* _Task set_
(1) Answer these questions using the article on red meat and Type 2 diabetes:
(a) How many participants provided the health data used in the study?
(b) In which journal was the study published?
(c) How much lower was the risk of Type 2 diabetes when a serving of red meat was replaced with plant-based proteins?
(2) Reproduce the article on red meat and Type 2 diabetes word for word between "The research also" and "across the globe.", inclusive.
(3) Summarize the article on red meat and Type 2 diabetes in two sentences.

Eating as little as two servings of red meat per week is associated with an increased risk of developing Type 2 diabetes, researchers have found.
The findings from the Harvard T.H. Chan School of Public Health advocate reducing red meat consumption.
The study, published in The American Journal of Clinical Nutrition, used comprehensive health data from 216,695 participants.
People were asked to complete questionnaires about their diet every two to four years, for up to 36 years. During this time, more than 22,000 developed Type 2 diabetes.
The study found those who consumed the most red meat experienced a 62 per cent higher risk of developing Type 2 diabetes in comparison to minimal consumers.
Every additional daily serving of processed red meat was associated with a 46 per cent greater chance of developing Type 2 diabetes.
“Our findings strongly support dietary guidelines that recommend limiting the consumption of red meat and this applies to both processed and unprocessed red meat,” said first author Xiao Gu, a postdoctoral research fellow in the department of nutrition.
The research also explored alternative protein sources, finding that replacing a serving of red meat with plant-based proteins such as nuts and legumes led to a 30 per cent lower risk of Type 2 diabetes.
“Given our findings and previous work by others, a limit of about one serving per week of red meat would be reasonable for people wishing to optimise their health and well-being,” said senior author Walter Willett, professor of epidemiology and nutrition.
The findings come at a time when Type 2 diabetes rates are increasing across the globe.
The disease is a major risk factor for cardiovascular and kidney disease, cancer and dementia.

* _Stored data_
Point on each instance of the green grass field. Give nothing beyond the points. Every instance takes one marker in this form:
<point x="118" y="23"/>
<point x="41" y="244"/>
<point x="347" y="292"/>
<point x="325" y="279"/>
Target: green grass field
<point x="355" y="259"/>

* _Task-by-task results_
(1)
(a) 216,695
(b) The American Journal of Clinical Nutrition
(c) 30 per cent lower

(2)
The research also explored alternative protein sources, finding that replacing a serving of red meat with plant-based proteins such as nuts and legumes led to a 30 per cent lower risk of Type 2 diabetes.
“Given our findings and previous work by others, a limit of about one serving per week of red meat would be reasonable for people wishing to optimise their health and well-being,” said senior author Walter Willett, professor of epidemiology and nutrition.
The findings come at a time when Type 2 diabetes rates are increasing across the globe.

(3) A Harvard T.H. Chan School of Public Health study of 216,695 participants found that eating as little as two servings of red meat per week is associated with a higher risk of Type 2 diabetes, with the heaviest consumers facing a 62 per cent higher risk than minimal consumers. Replacing a serving of red meat with plant-based proteins such as nuts and legumes was linked to a 30 per cent lower risk, and the researchers support limiting red meat to about one serving per week.